• **EXERCISE DESCRIPTION**
Edit the passage on elastic materials between "This method takes" and "deformation.", inclusive, replacing "animations" with "simulations" throughout. Give the edited span in full.
Start of PASSAGE SHOWN
Another related aspect to elasticity is shape retention referred to as plasticity.
The realism of an objects deformation in a simulated environment greatly depends on
how well it mimics that of its real life counterpart. In nature we see that not every object
observes strictly elastic behavior but rather when the external force is removed the object
slowly retreats or only partially returns to its original shape. In addition to this
phenomenon, realistic materials will fracture into smaller pieces when certain conditions
are met. This involves the study of local discontinuities within the structure [38, 39, 46],
Elastic materials are ever abundant in our lives and can be observed in almost
every object we can think of in this world, even if the elastic properties seem extremely
minute. One particular work we find to be very influential in this area is the methods
proposed in Example Based Elastic Models [23], The goal is to express elastic materials
in a scientific yet artistic manner such that we can manipulate and simulate solid
materials in a computer-based simulation. To be more clear, the aim is to create a
method in which an artist or scientist can input some specific information about an
objects orientation in different configurations so that the object deforms based on the
10


characteristics of these configurations. An example of this input might be the rendering
of a sponge in a resting position and then a second rendering of the sponge in a
compressed (deformed) position. With this technique the graphics designer has the
ability to create deformations of a solid in any manner that they see fit and in some cases
can more accurately simulate the way an elastic material reacts to forces in a simulation.
This method takes a complete artistic rendering of how the soft-body should look after
deformation which differentiates it from strictly physics based computer animations that
require initialization parameters for material and environmental properties. This could be
seen as an advantageous to strictly physics based animations since tweaking of
parameters may be extremely difficult or even improbable to achieve a desired
deformation.
In this particular method [23], an example manifold built from the sample
configurations of the object is used to project the elastic potential onto the real mesh.
End of PASSAGE SHOWN
Start of RAW DATA
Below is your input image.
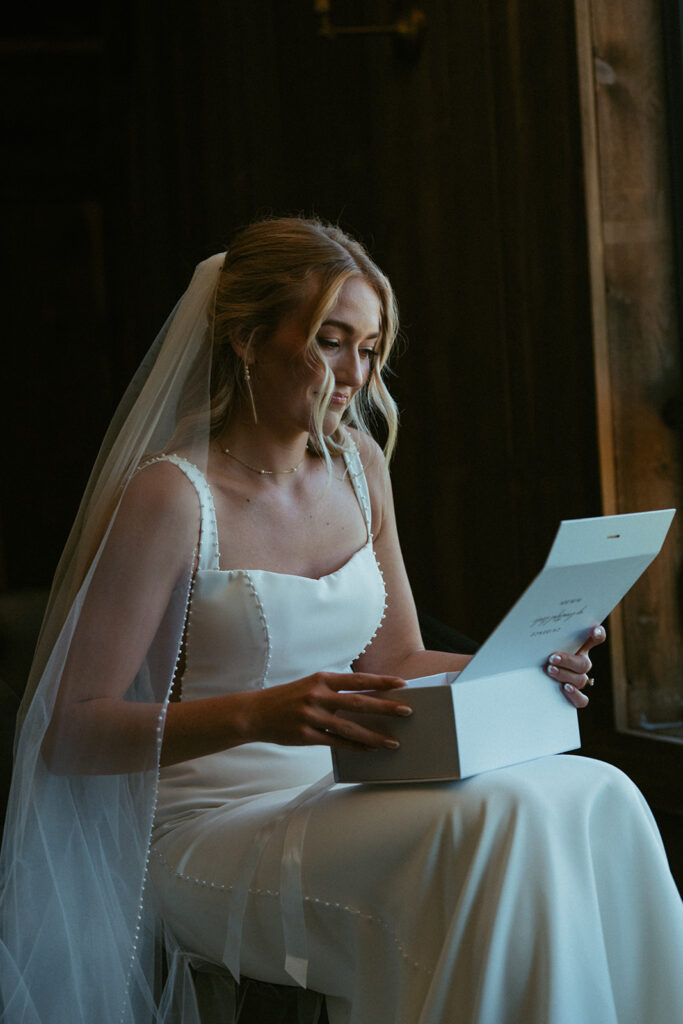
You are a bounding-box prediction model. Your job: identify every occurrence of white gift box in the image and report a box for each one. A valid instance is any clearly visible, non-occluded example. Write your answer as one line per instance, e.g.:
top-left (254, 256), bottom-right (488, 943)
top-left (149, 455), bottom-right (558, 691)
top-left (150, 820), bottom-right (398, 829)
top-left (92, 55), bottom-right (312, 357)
End of RAW DATA
• **REPLY**
This method takes a complete artistic rendering of how the soft-body should look after
deformation which differentiates it from strictly physics based computer simulations that
require initialization parameters for material and environmental properties. This could be
seen as an advantageous to strictly physics based simulations since tweaking of
parameters may be extremely difficult or even improbable to achieve a desired
deformation.